# Plaques électriques



## pieanne

Hello, guys!  

How would you say "n'utilisez pas les plaques électriques en même temps que..."?

The WR dic proposes "electric stove/cooker", so would it be "don't use the electric cooker at the same time as..."?

Don't you natives have a more specific word for "*plaques* électriques"?

Merci d'avance!


----------



## wildan1

_electric stove/cooker_ is _une cuisinière électrique_

_plaque électrique - electric burner_


----------



## pieanne

Wonderful!
Thank you so much, Wildan!


----------



## Teafrog

I'd say "electric rings"


----------



## pieanne

Thank you, Teafrog!  
Would it be a UK/US English difference?


----------



## wildan1

Teafrog said:


> I'd say "electric rings"


 
That must indeed be BE

AE_ electric burners_ look like this (our burners are not usually solid)

An AE _electric hotplate_ looks like this


----------



## OLN

wildan1 said:


> AE_ electric burners_ look like this *(our burners are not usually solid)*
> 
> An AE _electric hotplate_ looks like this


Ici les plaques ressemblent à des plaques.

To be done:
1) According to the forum thread, why is "electric stove/cooker" not a good translation of "plaques électriques"? Answer in one to three sentences.
2) List every English term in the forum thread that names a piece of electric cooking equipment.
The material that comes next has no connection to the forum thread.

Material shown:
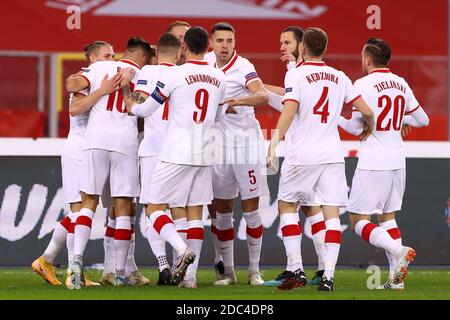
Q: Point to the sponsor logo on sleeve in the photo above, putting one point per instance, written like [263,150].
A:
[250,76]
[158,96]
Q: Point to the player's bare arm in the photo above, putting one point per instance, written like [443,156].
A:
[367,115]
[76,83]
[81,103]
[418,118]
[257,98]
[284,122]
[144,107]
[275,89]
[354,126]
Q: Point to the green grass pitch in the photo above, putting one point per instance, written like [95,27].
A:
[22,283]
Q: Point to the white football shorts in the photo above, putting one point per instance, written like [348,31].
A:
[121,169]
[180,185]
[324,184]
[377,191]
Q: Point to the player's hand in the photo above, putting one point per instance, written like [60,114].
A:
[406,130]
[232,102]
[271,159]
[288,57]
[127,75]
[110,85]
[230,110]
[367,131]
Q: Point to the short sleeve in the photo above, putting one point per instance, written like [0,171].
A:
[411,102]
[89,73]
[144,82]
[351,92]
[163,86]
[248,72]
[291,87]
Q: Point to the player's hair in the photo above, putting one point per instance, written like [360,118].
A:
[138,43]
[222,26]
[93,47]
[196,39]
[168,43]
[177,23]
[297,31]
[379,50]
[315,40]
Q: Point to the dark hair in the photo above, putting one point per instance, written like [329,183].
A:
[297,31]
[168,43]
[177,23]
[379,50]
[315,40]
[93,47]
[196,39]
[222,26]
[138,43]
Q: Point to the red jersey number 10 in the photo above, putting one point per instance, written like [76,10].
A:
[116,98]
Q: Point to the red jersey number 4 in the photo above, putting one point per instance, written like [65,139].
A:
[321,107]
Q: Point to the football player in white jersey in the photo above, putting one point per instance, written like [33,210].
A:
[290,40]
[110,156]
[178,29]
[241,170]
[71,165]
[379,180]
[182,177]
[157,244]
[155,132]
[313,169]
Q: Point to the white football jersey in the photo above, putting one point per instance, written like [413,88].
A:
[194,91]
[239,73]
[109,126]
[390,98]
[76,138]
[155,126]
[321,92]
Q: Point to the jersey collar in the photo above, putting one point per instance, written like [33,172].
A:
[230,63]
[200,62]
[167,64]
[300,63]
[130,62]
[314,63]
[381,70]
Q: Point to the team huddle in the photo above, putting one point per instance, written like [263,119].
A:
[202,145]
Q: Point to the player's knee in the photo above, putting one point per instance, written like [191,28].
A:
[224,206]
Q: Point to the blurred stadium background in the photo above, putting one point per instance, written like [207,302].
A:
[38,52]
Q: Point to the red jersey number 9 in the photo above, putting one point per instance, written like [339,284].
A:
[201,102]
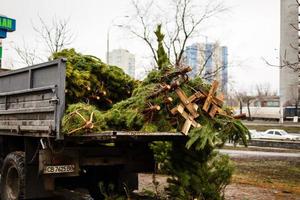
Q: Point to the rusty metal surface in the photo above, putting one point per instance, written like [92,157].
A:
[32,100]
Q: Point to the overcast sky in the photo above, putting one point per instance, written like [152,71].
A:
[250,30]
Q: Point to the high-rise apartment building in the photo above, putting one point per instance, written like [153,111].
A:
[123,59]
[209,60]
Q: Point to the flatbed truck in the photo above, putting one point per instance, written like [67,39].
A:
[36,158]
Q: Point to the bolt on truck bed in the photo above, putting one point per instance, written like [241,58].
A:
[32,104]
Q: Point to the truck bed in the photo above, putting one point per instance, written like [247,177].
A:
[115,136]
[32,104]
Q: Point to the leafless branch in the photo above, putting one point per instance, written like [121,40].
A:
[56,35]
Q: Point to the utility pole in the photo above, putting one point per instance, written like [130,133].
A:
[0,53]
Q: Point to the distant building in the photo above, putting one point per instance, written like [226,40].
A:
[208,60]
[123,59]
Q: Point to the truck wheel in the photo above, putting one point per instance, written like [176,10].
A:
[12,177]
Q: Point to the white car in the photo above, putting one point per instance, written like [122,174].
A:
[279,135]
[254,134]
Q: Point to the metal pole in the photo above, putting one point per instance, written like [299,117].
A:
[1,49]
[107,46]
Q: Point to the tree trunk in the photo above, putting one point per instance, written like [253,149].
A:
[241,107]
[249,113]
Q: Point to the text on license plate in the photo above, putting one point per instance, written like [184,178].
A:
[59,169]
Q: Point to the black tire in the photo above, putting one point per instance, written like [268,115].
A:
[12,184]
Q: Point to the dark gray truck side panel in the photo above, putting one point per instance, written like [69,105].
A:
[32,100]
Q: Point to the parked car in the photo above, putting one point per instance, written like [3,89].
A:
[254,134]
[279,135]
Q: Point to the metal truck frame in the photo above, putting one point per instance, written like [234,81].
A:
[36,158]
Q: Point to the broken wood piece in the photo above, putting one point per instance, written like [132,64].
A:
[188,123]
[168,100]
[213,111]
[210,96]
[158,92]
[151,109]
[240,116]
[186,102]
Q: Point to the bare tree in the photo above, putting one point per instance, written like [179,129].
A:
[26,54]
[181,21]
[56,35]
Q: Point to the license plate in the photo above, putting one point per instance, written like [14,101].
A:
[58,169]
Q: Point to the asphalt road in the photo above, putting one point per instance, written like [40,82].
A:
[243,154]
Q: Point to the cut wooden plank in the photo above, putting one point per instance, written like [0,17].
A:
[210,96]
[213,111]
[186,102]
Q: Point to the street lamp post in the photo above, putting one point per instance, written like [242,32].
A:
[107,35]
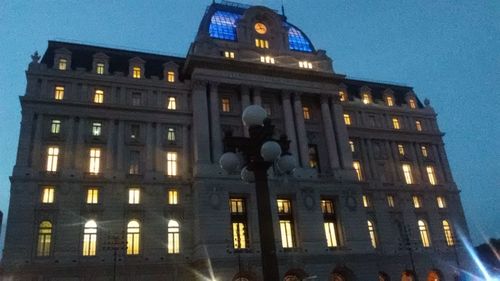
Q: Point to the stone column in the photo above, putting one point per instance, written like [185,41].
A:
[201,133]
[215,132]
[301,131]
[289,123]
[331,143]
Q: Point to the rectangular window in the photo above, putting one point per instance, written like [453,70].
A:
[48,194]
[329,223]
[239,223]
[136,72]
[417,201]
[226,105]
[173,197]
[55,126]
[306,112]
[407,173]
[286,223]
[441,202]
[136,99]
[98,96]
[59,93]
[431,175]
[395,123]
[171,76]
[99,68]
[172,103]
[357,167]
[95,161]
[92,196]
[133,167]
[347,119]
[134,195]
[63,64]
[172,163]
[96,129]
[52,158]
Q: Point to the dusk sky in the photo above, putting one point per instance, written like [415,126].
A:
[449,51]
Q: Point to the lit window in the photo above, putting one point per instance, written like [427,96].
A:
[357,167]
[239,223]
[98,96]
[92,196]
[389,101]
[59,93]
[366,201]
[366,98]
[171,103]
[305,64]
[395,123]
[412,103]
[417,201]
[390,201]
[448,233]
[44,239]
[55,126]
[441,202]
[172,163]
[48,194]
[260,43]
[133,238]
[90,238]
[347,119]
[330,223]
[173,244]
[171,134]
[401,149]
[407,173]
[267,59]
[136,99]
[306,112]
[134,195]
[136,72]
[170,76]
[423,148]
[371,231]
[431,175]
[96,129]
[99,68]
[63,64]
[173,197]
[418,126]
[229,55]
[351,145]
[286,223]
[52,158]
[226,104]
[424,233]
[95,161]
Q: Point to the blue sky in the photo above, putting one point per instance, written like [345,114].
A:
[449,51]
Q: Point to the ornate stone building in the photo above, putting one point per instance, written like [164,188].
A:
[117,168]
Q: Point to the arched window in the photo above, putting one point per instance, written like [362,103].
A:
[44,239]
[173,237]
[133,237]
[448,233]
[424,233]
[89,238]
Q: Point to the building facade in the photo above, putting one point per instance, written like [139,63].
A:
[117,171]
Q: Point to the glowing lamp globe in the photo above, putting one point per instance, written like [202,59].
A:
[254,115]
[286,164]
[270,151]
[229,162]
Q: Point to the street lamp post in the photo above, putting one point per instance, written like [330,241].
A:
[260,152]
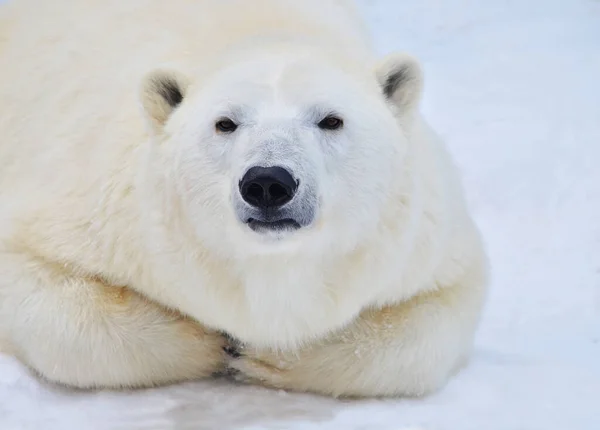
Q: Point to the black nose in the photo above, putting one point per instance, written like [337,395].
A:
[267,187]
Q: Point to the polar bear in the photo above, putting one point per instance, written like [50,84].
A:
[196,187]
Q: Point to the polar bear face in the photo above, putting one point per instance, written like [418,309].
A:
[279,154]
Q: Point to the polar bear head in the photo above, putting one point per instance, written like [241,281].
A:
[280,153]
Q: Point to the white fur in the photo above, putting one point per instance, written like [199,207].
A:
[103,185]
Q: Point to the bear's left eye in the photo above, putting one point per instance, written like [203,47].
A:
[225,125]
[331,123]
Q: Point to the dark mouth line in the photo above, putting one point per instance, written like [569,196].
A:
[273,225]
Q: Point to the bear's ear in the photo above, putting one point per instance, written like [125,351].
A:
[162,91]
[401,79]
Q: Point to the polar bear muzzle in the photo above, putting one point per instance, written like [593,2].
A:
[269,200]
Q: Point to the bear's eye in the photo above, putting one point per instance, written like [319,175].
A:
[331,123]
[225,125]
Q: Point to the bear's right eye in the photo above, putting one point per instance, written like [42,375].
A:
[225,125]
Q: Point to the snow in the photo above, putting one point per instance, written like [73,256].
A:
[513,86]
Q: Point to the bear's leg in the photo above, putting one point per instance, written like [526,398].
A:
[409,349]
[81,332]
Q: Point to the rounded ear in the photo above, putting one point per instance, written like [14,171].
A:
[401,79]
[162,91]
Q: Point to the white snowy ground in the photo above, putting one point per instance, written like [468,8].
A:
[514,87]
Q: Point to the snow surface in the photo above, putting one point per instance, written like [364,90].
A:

Task answers:
1) In the thread, "electric stove/cooker" is said to correspond to "une cuisinière électrique," which is a different French term. A "plaque électrique" is instead rendered as an "electric burner."

2)
- electric stove
- electric cooker
- electric burner
- electric rings
- electric hotplate